*Extract:*
===============
Building AI-powered search using LangChain and Milvus
Ayush
Posted on December 11, 2023
This blog is co-authored by Ayush Pandey, Senior Software Engineer and Amit Kaushal, Software Manager at Intuit.
Artificial Intelligence (AI) has revolutionized the way we interact with technology, and one of the most significant applications of AI is in search. With the help of AI, search tools can surface more accurate and relevant results to users. In this blog, we will discuss how to build an AI-powered search engine using LangChain and Milvus.
Before we dive into the demo, let’s talk through some of the concepts and tools involved.
What is Langchain?
LangChain is a framework for developing applications powered by language models. Use cases include applications for document question answering, building conversational interfaces for database interactions, and much more. We believe that the most powerful and differentiated applications will not only leverage a language model, but will also be:
Data-aware: connect a language model to other sources of data
Agentic: allow a language model to interact with its environment
LangChain provides the modular components used to build such applications, which can be used standalone or combined for more complexity.
What is Milvus?
Milvus was created in 2019 with a singular goal: to store, index, and manage massive embedding vectors generated by deep neural networks and other machine learning (ML) models.
===============
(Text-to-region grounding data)
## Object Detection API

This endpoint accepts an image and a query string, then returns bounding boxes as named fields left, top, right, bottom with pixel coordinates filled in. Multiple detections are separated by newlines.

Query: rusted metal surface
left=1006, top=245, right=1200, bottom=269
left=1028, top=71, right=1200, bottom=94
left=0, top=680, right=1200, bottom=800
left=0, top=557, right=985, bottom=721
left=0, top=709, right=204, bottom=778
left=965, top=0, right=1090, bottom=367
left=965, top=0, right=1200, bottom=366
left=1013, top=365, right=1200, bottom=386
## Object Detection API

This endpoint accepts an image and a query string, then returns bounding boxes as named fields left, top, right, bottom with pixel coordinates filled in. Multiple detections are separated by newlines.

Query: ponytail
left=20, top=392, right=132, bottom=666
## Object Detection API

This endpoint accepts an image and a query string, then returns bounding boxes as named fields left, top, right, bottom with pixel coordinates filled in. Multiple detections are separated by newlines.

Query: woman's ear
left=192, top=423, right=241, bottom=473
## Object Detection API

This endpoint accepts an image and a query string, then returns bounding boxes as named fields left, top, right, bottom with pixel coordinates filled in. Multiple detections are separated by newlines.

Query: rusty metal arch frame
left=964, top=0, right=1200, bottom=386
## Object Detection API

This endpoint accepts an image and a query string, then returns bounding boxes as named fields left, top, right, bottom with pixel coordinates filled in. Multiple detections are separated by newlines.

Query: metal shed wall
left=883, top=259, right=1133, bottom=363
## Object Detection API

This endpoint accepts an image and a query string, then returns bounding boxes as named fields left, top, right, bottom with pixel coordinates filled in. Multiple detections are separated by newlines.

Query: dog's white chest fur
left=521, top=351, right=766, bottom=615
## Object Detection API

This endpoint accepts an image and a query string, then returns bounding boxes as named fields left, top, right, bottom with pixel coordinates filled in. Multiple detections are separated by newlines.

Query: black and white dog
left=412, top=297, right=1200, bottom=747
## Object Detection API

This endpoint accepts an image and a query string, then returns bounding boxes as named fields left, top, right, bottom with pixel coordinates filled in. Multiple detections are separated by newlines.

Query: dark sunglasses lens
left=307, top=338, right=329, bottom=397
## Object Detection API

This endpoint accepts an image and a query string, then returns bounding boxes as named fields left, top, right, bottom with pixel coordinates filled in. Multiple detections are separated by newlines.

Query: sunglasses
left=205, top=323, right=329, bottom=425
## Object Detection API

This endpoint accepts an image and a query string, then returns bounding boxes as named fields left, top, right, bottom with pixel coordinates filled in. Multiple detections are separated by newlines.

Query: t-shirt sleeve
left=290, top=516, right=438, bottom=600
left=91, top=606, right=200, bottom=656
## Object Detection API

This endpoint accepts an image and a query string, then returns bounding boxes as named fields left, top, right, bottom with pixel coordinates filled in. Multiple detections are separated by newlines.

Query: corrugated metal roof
===============
*Problems and tasks:*
**a)** Rewrite the blog post starting with "Building AI-powered search" and going on through "LangChain and Milvus.", with "AI-powered" replaced by "AI-driven".
**b)** Name every action the blog post says Milvus was created to perform on massive embedding vectors.

*Per-task outputs:*
**a)**
Building AI-driven search using LangChain and Milvus
Ayush
Posted on December 11, 2023
This blog is co-authored by Ayush Pandey, Senior Software Engineer and Amit Kaushal, Software Manager at Intuit.
Artificial Intelligence (AI) has revolutionized the way we interact with technology, and one of the most significant applications of AI is in search. With the help of AI, search tools can surface more accurate and relevant results to users. In this blog, we will discuss how to build an AI-driven search engine using LangChain and Milvus.

**b)** store, index, manage